→ SOURCE DATA:
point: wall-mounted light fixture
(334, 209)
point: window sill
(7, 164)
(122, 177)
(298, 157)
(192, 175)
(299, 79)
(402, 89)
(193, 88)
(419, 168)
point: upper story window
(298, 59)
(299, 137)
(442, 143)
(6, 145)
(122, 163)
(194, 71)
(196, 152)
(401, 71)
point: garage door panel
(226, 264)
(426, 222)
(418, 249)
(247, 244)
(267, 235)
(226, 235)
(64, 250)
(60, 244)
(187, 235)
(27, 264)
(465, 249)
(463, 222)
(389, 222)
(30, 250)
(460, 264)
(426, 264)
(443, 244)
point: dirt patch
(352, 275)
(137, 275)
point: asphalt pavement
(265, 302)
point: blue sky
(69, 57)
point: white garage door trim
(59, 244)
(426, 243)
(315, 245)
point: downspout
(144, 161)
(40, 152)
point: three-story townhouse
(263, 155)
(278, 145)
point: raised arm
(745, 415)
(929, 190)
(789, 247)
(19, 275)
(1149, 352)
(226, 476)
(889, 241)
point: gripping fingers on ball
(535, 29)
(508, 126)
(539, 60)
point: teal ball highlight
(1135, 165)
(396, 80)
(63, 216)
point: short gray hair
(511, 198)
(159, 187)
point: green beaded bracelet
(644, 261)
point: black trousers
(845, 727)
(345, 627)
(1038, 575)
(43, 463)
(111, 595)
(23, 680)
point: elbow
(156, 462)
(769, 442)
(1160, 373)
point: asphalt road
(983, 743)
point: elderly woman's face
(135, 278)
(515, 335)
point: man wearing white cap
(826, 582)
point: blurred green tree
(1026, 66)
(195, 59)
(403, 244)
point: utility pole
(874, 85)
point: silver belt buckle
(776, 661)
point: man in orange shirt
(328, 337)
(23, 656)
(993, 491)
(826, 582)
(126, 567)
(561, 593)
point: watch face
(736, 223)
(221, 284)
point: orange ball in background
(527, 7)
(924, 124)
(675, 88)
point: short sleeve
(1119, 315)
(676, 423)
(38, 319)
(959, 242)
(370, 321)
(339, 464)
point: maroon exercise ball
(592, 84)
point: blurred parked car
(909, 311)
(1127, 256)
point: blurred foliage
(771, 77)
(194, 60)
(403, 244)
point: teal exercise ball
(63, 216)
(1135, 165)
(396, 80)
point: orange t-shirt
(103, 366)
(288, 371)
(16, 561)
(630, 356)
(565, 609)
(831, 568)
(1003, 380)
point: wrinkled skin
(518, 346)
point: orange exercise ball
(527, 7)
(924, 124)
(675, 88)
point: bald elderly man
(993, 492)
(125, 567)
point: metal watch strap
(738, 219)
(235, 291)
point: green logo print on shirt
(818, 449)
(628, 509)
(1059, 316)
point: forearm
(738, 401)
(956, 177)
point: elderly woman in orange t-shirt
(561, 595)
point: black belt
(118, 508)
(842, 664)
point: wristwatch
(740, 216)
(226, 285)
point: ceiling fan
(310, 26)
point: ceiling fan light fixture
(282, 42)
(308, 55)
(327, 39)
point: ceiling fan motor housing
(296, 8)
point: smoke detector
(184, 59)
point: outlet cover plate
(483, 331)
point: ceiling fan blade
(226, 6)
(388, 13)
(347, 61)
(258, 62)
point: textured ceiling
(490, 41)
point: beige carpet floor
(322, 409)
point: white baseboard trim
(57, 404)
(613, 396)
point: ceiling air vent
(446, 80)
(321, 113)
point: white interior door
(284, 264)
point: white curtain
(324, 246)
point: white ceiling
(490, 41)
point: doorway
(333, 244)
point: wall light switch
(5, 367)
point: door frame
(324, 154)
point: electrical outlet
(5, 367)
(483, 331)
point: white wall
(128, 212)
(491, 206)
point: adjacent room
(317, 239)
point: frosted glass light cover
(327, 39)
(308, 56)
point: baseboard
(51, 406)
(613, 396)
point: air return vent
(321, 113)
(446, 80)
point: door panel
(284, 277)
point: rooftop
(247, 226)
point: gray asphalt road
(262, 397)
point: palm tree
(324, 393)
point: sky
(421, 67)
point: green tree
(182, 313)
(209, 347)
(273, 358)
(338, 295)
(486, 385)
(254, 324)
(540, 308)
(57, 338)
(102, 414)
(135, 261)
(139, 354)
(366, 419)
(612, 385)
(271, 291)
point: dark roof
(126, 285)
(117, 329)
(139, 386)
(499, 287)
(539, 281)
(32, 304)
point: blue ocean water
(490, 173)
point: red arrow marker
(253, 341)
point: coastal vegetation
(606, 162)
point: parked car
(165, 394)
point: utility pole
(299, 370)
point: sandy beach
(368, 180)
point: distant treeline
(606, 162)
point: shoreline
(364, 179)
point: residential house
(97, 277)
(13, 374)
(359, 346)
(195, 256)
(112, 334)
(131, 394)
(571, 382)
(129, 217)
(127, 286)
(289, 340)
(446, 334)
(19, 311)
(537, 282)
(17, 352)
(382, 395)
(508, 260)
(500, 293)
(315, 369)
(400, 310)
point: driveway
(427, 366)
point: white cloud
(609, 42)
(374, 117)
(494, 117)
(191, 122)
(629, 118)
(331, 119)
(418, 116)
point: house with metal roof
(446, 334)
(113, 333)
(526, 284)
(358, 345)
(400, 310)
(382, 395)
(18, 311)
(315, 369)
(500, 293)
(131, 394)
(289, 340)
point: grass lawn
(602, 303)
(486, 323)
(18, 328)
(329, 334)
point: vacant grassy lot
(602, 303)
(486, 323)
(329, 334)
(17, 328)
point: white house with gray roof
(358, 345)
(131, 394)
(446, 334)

→ EXERCISE:
Every line above should be written out again exactly as it stands.

→ WORKED SOLUTION:
point: wall-mounted light fixture
(334, 209)
point: window sill
(7, 164)
(122, 177)
(298, 157)
(192, 175)
(299, 79)
(402, 89)
(193, 88)
(419, 168)
point: upper story window
(298, 59)
(299, 137)
(442, 143)
(6, 145)
(122, 163)
(194, 71)
(196, 152)
(401, 71)
point: garage door panel
(226, 264)
(426, 222)
(418, 249)
(247, 244)
(267, 235)
(226, 235)
(64, 250)
(60, 244)
(187, 235)
(27, 264)
(465, 249)
(463, 222)
(389, 222)
(30, 250)
(460, 264)
(426, 264)
(443, 244)
point: dirt patch
(352, 275)
(137, 275)
point: asphalt pavement
(265, 302)
point: blue sky
(69, 57)
point: white garage door trim
(59, 244)
(426, 243)
(315, 245)
point: downspout
(144, 161)
(40, 152)
point: three-story townhouse
(263, 155)
(278, 145)
point: raised arm
(745, 415)
(929, 190)
(789, 247)
(19, 275)
(1149, 352)
(226, 476)
(889, 241)
point: gripping fingers on ball
(535, 29)
(508, 126)
(539, 60)
point: teal ball highlight
(1135, 165)
(396, 80)
(63, 216)
point: short gray hair
(511, 198)
(159, 187)
point: green beaded bracelet
(644, 261)
point: black trousers
(845, 727)
(345, 627)
(1038, 575)
(43, 463)
(111, 595)
(23, 680)
point: elbow
(156, 462)
(769, 442)
(1160, 373)
point: asphalt road
(983, 743)
point: elderly woman's face
(135, 278)
(515, 335)
point: man wearing white cap
(826, 582)
point: blurred green tree
(1026, 66)
(195, 59)
(403, 244)
point: utility pole
(874, 85)
point: silver belt buckle
(776, 661)
point: man in orange shirt
(328, 337)
(23, 656)
(993, 491)
(826, 582)
(126, 567)
(561, 593)
point: watch face
(736, 223)
(221, 284)
point: orange ball in background
(527, 7)
(924, 124)
(675, 88)
point: short sleeve
(1119, 315)
(676, 423)
(38, 319)
(959, 242)
(370, 321)
(339, 464)
point: maroon exercise ball
(592, 84)
point: blurred parked car
(909, 311)
(1127, 256)
point: blurred foliage
(771, 77)
(194, 60)
(403, 244)
point: teal exercise ball
(63, 216)
(1135, 165)
(396, 80)
point: orange t-shirt
(103, 366)
(288, 371)
(16, 561)
(630, 356)
(565, 609)
(831, 568)
(1003, 380)
point: wrinkled skin
(518, 346)
point: orange exercise ball
(527, 7)
(924, 124)
(675, 88)
point: bald elderly man
(993, 492)
(125, 567)
point: metal watch strap
(738, 219)
(235, 291)
point: green logo print on shirt
(818, 449)
(628, 509)
(1059, 316)
point: forearm
(738, 401)
(956, 177)
point: elderly woman in orange t-shirt
(561, 595)
point: black belt
(118, 508)
(842, 664)
point: wristwatch
(740, 216)
(226, 285)
point: ceiling fan
(310, 26)
point: ceiling fan light fixture
(282, 42)
(308, 55)
(327, 39)
point: ceiling fan motor housing
(296, 8)
point: smoke detector
(184, 59)
point: outlet cover plate
(483, 331)
point: ceiling fan blade
(226, 6)
(388, 13)
(347, 61)
(258, 62)
point: textured ceiling
(490, 41)
point: beige carpet floor
(322, 409)
point: white baseboard trim
(57, 404)
(613, 396)
point: ceiling air vent
(446, 80)
(321, 113)
point: white interior door
(284, 264)
point: white curtain
(324, 246)
point: white ceiling
(490, 41)
point: doorway
(333, 244)
point: wall light switch
(5, 367)
point: door frame
(324, 154)
point: electrical outlet
(5, 367)
(483, 331)
point: white wall
(128, 212)
(491, 206)
point: adjacent room
(317, 239)
point: frosted glass light cover
(327, 39)
(308, 56)
point: baseboard
(51, 406)
(613, 396)
point: air return vent
(321, 113)
(446, 80)
point: door panel
(284, 277)
point: rooftop
(247, 226)
point: gray asphalt road
(262, 397)
point: palm tree
(324, 393)
point: sky
(421, 67)
point: green tree
(182, 313)
(209, 347)
(273, 358)
(338, 295)
(486, 385)
(254, 324)
(540, 308)
(57, 338)
(102, 414)
(135, 261)
(139, 354)
(366, 419)
(612, 385)
(271, 291)
point: dark roof
(126, 285)
(117, 329)
(139, 386)
(499, 287)
(539, 281)
(32, 304)
point: blue ocean water
(490, 173)
point: red arrow marker
(253, 341)
point: coastal vegetation
(606, 162)
point: parked car
(165, 394)
point: utility pole
(299, 370)
point: sandy beach
(368, 180)
point: distant treeline
(606, 162)
point: shoreline
(364, 179)
point: residential house
(97, 277)
(13, 374)
(359, 346)
(195, 256)
(112, 334)
(131, 394)
(571, 382)
(129, 217)
(127, 286)
(289, 340)
(446, 334)
(19, 311)
(537, 282)
(17, 352)
(382, 395)
(508, 260)
(500, 293)
(315, 369)
(400, 310)
point: driveway
(427, 366)
point: white cloud
(609, 42)
(374, 117)
(494, 117)
(191, 122)
(629, 118)
(331, 119)
(418, 116)
point: house with metal roof
(446, 334)
(113, 333)
(526, 284)
(358, 345)
(400, 310)
(382, 395)
(18, 311)
(315, 369)
(500, 293)
(131, 394)
(289, 340)
point: grass lawn
(602, 303)
(486, 323)
(18, 328)
(329, 334)
point: vacant grassy lot
(602, 303)
(486, 323)
(329, 334)
(17, 328)
point: white house with gray roof
(358, 345)
(131, 394)
(446, 334)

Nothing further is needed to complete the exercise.